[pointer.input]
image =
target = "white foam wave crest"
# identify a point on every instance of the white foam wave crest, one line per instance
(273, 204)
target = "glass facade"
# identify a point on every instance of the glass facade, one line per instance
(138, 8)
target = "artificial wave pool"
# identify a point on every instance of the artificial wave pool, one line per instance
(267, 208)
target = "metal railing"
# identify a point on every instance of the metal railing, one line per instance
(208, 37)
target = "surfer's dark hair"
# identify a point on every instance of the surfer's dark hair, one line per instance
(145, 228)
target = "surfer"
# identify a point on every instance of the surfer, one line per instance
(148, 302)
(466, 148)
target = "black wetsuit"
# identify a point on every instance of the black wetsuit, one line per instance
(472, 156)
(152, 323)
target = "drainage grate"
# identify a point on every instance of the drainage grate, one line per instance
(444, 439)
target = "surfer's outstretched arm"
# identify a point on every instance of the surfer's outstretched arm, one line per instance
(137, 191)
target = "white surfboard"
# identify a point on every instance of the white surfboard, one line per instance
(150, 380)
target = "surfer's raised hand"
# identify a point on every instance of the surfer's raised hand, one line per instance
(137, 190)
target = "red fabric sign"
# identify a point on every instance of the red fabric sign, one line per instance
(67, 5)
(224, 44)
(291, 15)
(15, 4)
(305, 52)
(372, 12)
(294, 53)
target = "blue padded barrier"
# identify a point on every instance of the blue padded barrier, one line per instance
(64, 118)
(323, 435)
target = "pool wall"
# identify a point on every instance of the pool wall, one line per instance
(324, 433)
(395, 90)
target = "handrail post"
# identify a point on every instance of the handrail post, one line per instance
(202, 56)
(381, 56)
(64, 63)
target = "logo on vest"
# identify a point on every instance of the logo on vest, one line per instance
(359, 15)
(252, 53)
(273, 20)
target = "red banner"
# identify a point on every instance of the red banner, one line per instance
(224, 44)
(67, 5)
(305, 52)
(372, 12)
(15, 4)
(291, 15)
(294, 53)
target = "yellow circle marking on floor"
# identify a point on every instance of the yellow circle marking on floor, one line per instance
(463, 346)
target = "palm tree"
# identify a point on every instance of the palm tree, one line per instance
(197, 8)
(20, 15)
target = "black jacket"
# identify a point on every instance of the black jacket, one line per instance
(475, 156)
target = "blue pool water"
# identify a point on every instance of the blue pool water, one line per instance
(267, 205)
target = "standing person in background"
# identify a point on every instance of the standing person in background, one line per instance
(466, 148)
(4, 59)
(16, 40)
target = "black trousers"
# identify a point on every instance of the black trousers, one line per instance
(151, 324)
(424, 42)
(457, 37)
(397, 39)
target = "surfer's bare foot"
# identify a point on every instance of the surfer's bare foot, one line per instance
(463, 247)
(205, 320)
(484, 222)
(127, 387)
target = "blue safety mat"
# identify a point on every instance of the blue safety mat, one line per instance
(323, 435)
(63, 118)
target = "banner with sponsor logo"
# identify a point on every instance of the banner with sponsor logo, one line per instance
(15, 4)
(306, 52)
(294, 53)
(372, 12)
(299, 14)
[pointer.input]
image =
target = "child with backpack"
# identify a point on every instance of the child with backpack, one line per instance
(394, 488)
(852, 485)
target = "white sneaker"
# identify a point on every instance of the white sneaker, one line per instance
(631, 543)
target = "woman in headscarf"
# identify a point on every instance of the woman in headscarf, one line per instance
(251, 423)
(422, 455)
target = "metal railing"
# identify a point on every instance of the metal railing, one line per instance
○ ○ ○ ○
Output all of the data again. Match it exactly.

Final result ->
[pointer.input]
image =
target = "white foam wave crest"
# identify a point on every instance of the white foam wave crest, one line per instance
(273, 204)
target = "glass facade"
# identify a point on every instance of the glass facade, one line per instance
(138, 8)
target = "artificial wave pool"
# identify a point on every instance of the artificial wave pool, one line per instance
(267, 208)
target = "metal railing"
# identify a point on every instance of the metal railing, one line per instance
(208, 37)
target = "surfer's dark hair"
# identify a point on every instance of the surfer's dark hair, one line per instance
(145, 228)
target = "surfer"
# identify a point on every instance of the surfer, one line per instance
(148, 302)
(466, 148)
target = "black wetsuit"
# identify a point on every instance of the black wetsuit, one line per instance
(472, 156)
(152, 323)
target = "drainage grate"
# identify a point on every instance of the drainage grate, one line per instance
(444, 439)
target = "surfer's outstretched arm"
# identify a point on every instance of the surfer's outstretched arm, one line per instance
(137, 191)
target = "white surfboard"
# identify a point on every instance of the white surfboard, one line per instance
(150, 380)
target = "surfer's raised hand"
# identify a point on every instance of the surfer's raised hand, one line per instance
(137, 190)
target = "red fabric sign"
# identify a point on every instance of the red fabric sign, one line per instance
(67, 5)
(224, 44)
(291, 15)
(15, 4)
(305, 52)
(372, 12)
(294, 53)
target = "blue padded barrier"
# identify a point on every instance of the blue padded barrier, one line per instance
(64, 118)
(323, 435)
target = "pool wall"
# identify a point on every instance of the pool wall, one line per instance
(324, 433)
(395, 90)
target = "handrail post"
# identify a point on every instance of the handrail post, one line per instance
(202, 56)
(381, 56)
(64, 63)
target = "logo on vest"
# identify a point on every instance of the logo on vest, one line per instance
(359, 15)
(252, 53)
(273, 20)
target = "red banner"
# identify a point on every instance of the red banner, one line per instance
(224, 44)
(67, 5)
(305, 52)
(372, 12)
(15, 4)
(291, 15)
(294, 53)
target = "yellow circle marking on floor"
# identify a point on every instance of the yellow circle marking on floor, one line per instance
(463, 346)
target = "palm tree"
# identify a point on every instance of the palm tree, one line per instance
(197, 8)
(20, 15)
target = "black jacket"
# identify a point on every instance of the black jacket, one line per instance
(475, 156)
target = "blue pool water"
# identify a point on every instance of the blue pool water, one line per instance
(267, 205)
target = "standing person in background"
# identify a point on every instance of the standing person in background, one line per instance
(466, 148)
(4, 59)
(16, 40)
target = "black trousers"
# identify a point on every instance of the black trousers, one line per instance
(151, 324)
(424, 42)
(457, 37)
(397, 39)
target = "surfer's bare foot"
# identify a point on every instance of the surfer's bare foot, one line per instance
(463, 247)
(205, 320)
(484, 222)
(127, 387)
target = "blue safety mat"
# identify a point on every instance of the blue safety mat, one line per instance
(323, 435)
(63, 118)
target = "banner with sponsor logo"
# identify a point on every instance of the banner with sponsor logo, one line per instance
(15, 4)
(306, 52)
(294, 53)
(372, 12)
(299, 14)
[pointer.input]
image =
target = "child with backpack"
# identify a point on every instance of the child with backpack, one line per instance
(394, 488)
(852, 485)
target = "white sneaker"
# identify a point on every instance of the white sneaker, one line per instance
(631, 543)
target = "woman in headscarf"
# identify a point on every instance of the woman in headscarf, one line per instance
(251, 423)
(422, 455)
target = "metal railing"
# identify a point on every instance of the metal railing, one line per instance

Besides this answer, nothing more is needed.